Perguntas e mais perguntas e sempre perguntas que não tinham e não havia resposta .
- Carne para canhão - ouvia-se, de longe a longe, esta frase.
O quê ? Eu ? Eu, era um ser humano que tinha ilusões, sonhos, desejos, sentimentos, gostos… Eu era aquilo ?
Não havia tempo para pensar. O tempo era de agir, obedecer e seguir o caminho indicado.
A roupa escolhida por mim ou pela minha mãe, passou a ser igual à de todos os outros, tratada e arranjada por mim.
As botas, essas - pesadas e desconfortáveis - tinham de andar sempre um brinquinho .
Fazer a recruta. Tirar a especialidade (atirador de infantaria). Tirar curso de minas e armadilhas. Ida para os Açores formar Companhia.
1971 – Chega o dia do embarque.
Para um sítio desconhecido, uma terra com usos e costumes totalmente diferentes. Uma terra que nos embriagava com tanto calor e humidade. ERA A GUINÉ. Uma terra onde havia guerra. Guerra a sério, não um simples jogo de cow boys. Era a doer,… era desesperante. Eu, como todos os outros, confrontado com um ataque, reagia, atacando.
Sofri muito... Vi morrer amigos (**). Saudades. Pergunto:
- Combatíamos por instinto? Porque nos haviam ensinado? Porque queríamos defender a Pátria? Porque nos queríamos defender a nós? Porquê ?
HOJE, passados trinta e seis anos, pergunto:
- PORQUÊ ?
Alguém lúcido e com as ideias bem ordenadas poderá responder-me?
A minha juventude, como a de tantos milhares de camaradas, foi passada entre tiros, medo, mato, vivências terríveis, desilusões, sonhos desfeitos…
Alguém, de vez em quando, dava-nos uma esperança, dizendo que ao regressarmos teríamos a recompensa, o tempo de tropa contaria a dobrar para efeitos de reforma, seríamos reconhecidos pelo contributo que estávamos a dar à Pátria, teríamos orgulho de ser portugueses, a consciência confortada com o dever cumprido.
Um General, muito conhecido, fiel aos seus compromissos, honrando a farda que usava, dizia-nos muitas vezes e passo a citar:
- Quando chegarem à metrópole e vos servirem uma bica fria, reclamem e digam: 'Quero uma bica quente, porque estive a servir a Pátria, na GUINÉ'!
Que ilusão !!! Que desespero !!!
Quem se lembra de nós ? Quem nos estende uma mão de reconhecimento? Que falta de memória !!!

> _INSTRUÇÃO DADA A_:
Responda a estas perguntas sobre o relato da guerra na Guiné:
(i) Em que ano chegou o dia do embarque?
(ii) Que especialidade foi tirada, segundo o relato?
(iii) Segundo o General citado, o que se devia dizer ao receber uma bica fria na metrópole?
> _INSTRUÇÃO DADA B_:
Copie tal como estão as linhas do material fornecido, desde a linha que contém "task: outline the statue niche" até à linha que contém "M336 55L330 64L334", ambas incluídas.

> _MATERIAL FORNECIDO_:
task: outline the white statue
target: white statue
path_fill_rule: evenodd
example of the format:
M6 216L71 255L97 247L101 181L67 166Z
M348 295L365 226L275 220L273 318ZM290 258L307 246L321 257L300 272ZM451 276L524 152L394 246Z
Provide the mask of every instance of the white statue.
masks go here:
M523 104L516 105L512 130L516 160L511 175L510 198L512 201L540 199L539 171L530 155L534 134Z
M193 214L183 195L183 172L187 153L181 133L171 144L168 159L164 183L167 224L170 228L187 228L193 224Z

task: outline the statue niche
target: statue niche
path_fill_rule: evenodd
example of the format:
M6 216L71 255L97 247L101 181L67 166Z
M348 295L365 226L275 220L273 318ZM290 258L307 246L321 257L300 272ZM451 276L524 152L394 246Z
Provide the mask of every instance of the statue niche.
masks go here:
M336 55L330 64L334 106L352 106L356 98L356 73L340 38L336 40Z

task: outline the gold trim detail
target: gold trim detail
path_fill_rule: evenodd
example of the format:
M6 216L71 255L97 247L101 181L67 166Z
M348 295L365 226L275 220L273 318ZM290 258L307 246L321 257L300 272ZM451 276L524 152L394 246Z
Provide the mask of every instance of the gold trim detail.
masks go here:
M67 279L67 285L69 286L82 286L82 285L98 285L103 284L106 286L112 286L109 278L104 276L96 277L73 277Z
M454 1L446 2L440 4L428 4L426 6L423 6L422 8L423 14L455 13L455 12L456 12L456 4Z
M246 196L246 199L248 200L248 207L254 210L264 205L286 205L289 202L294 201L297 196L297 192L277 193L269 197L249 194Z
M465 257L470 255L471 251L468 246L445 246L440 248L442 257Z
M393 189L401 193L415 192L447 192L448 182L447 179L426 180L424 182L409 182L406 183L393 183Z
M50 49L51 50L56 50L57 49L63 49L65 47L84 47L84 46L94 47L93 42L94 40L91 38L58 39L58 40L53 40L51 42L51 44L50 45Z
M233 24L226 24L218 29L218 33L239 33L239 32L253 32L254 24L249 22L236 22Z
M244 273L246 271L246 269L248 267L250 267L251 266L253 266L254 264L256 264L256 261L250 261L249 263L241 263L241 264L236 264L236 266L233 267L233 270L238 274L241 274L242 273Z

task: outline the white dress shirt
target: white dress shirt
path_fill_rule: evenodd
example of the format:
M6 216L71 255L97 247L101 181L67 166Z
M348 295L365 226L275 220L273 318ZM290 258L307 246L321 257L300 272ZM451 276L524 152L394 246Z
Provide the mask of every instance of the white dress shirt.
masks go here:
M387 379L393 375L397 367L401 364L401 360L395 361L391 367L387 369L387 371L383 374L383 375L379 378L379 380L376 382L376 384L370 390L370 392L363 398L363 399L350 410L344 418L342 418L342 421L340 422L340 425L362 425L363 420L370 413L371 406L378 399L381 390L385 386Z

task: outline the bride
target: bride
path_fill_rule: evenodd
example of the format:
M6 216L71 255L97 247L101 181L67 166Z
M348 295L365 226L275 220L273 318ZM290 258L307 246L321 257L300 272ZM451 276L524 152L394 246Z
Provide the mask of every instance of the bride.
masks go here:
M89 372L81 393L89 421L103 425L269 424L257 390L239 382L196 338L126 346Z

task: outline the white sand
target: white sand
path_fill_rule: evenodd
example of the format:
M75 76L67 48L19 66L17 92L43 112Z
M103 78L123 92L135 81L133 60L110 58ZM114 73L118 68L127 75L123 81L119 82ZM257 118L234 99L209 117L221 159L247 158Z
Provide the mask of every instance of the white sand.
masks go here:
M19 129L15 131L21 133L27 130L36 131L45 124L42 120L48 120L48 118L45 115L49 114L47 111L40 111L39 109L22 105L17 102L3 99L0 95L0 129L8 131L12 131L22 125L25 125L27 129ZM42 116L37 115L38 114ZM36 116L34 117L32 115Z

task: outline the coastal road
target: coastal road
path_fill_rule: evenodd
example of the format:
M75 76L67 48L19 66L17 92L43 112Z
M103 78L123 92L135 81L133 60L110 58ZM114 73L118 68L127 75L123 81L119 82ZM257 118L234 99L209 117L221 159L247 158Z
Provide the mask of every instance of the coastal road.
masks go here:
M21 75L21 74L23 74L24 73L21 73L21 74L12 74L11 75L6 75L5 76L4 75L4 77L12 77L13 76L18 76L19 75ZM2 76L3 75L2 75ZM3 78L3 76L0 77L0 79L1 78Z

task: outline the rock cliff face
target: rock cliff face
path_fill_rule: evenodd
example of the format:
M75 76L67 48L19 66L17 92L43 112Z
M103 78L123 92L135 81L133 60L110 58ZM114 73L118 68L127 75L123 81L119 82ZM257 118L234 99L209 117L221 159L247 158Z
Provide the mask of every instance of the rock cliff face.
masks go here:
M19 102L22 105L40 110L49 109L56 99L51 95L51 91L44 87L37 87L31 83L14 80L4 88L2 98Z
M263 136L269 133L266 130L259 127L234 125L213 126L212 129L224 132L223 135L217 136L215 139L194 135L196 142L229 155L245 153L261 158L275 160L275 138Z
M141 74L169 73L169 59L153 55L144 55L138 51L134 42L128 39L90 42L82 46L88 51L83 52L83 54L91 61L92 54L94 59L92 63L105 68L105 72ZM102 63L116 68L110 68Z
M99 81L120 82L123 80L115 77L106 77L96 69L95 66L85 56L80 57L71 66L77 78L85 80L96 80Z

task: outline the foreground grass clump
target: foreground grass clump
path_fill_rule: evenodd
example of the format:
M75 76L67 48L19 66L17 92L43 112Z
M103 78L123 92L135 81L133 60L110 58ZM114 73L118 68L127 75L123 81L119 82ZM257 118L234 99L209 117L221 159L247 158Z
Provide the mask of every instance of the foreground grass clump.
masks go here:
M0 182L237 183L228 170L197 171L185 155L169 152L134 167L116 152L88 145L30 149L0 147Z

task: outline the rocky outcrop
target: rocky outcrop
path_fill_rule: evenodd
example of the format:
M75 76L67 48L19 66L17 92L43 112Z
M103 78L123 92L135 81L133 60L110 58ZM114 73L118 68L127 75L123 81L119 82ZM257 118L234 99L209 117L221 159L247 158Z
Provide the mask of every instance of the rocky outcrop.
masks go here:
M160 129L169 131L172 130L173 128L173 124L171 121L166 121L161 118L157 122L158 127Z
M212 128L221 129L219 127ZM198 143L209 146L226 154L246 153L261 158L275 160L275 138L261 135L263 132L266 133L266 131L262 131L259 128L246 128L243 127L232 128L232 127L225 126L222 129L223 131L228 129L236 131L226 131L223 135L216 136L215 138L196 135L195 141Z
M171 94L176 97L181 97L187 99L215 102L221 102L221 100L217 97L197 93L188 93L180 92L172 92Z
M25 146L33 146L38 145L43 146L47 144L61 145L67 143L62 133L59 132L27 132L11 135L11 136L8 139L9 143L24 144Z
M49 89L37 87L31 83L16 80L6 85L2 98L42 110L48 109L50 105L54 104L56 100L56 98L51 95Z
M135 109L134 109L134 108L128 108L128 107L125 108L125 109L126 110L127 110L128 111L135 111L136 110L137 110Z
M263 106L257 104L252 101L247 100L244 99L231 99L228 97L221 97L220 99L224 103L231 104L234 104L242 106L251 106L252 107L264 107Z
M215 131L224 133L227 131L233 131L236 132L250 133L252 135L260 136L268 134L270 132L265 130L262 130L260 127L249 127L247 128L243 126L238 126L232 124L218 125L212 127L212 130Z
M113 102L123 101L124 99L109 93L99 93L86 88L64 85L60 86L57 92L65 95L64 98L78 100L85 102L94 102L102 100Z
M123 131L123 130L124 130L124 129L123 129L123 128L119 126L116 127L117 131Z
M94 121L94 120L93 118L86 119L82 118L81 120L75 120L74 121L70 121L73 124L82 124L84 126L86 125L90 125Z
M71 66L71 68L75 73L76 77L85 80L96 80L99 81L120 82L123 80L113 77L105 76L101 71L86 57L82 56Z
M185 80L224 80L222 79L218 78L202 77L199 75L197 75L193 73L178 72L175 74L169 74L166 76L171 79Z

> _RESULTADO DO EXERCÍCIO A_:
(i) Em 1971.
(ii) Atirador de infantaria.
(iii) "Quero uma bica quente, porque estive a servir a Pátria, na GUINÉ"!

> _RESULTADO DO EXERCÍCIO B_:
task: outline the statue niche
target: statue niche
path_fill_rule: evenodd
example of the format:
M6 216L71 255L97 247L101 181L67 166Z
M348 295L365 226L275 220L273 318ZM290 258L307 246L321 257L300 272ZM451 276L524 152L394 246Z
Provide the mask of every instance of the statue niche.
masks go here:
M336 55L330 64L334 106L352 106L356 98L356 73L340 38L336 40Z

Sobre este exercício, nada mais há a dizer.